Text

The CEEMDAN algorithm in the current technology can effectively reduce the error in signal reconstruction, restoring the completeness of EMD. However, IMF components are easily affected by noise, and problems with residual noise and pseudo-modal components persist. The improved complete ensemble empirical mode decomposition with adaptive noise (ICEEMDAN) algorithm [25] introduces a local envelope average, allowing for the decomposition of IMF components with less noise and greater physical significance. Let $x(t)$ represent the original time series, $E_{j} ( \cdot )$ represent the j-th IMF component obtained after EMD decomposition, $\omega^{i}$ represent the i-th added Gaussian white noise, $\beta_{k}$ the amplitude coefficient of the added noise, i.e., the signal-to-noise ratio in the k-th stage, and $i = 1, \ldots ,I$ represent the number of experiments. The specific steps of the ICEEMDAN algorithm are as follows:

Step 1 Add noise to the time series $x(t)$ to construct a new time series.
$$x_{i} (t) = x(t) + \beta_{0} E_{1} (\omega^{i} )$$
(1)
Step 2 Through EMD, calculate the i-th local average in Eq. (1), obtaining the first stage residual:
$$r_{1} (t) = < M(x_{i} (t)) >$$
(2)

Stored data
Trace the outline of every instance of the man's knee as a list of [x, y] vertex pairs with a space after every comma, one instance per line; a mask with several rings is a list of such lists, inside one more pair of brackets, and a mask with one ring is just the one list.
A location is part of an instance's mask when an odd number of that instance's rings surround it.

The tasks
**1.** Can you rewrite the paragraph of the ICEEMDAN text that begins "The CEEMDAN algorithm in the current technology" as a short list that keeps its main facts?
**2.** Do these statements agree with the ICEEMDAN text? (a) ICEEMDAN introduces a local envelope average. (b) CEEMDAN fully removes residual noise. (c) Step 1 adds noise to the time series $x(t)$. Answer each with yes or no, and quote the deciding words of the text exactly.
**3.** How would you sum up the ICEEMDAN text in two sentences?

Task results
**1.**
- CEEMDAN reduces error in signal reconstruction and restores the completeness of EMD.
- Its IMF components are easily affected by noise, so residual noise and pseudo-modal components remain a problem.
- ICEEMDAN introduces a local envelope average, which yields IMF components with less noise and greater physical significance.
- Notation:
  - $x(t)$ is the original time series.
  - $E_{j} ( \cdot )$ is the j-th IMF component from EMD decomposition.
  - $\omega^{i}$ is the i-th added Gaussian white noise.
  - $\beta_{k}$ is the amplitude coefficient of the added noise, the signal-to-noise ratio in the k-th stage.
  - $i = 1, \ldots ,I$ gives the number of experiments.

**2.**
(a) Yes: "introduces a local envelope average"
(b) No: "problems with residual noise and pseudo-modal components persist"
(c) Yes: "Add noise to the time series $x(t)$ to construct a new time series."

**3.** CEEMDAN reduces signal reconstruction error and restores the completeness of EMD, but its IMF components are easily affected by noise, and residual noise and pseudo-modal components persist. ICEEMDAN introduces a local envelope average to obtain IMF components with less noise, first adding noise to the time series and then using EMD to calculate the local average that gives the first-stage residual.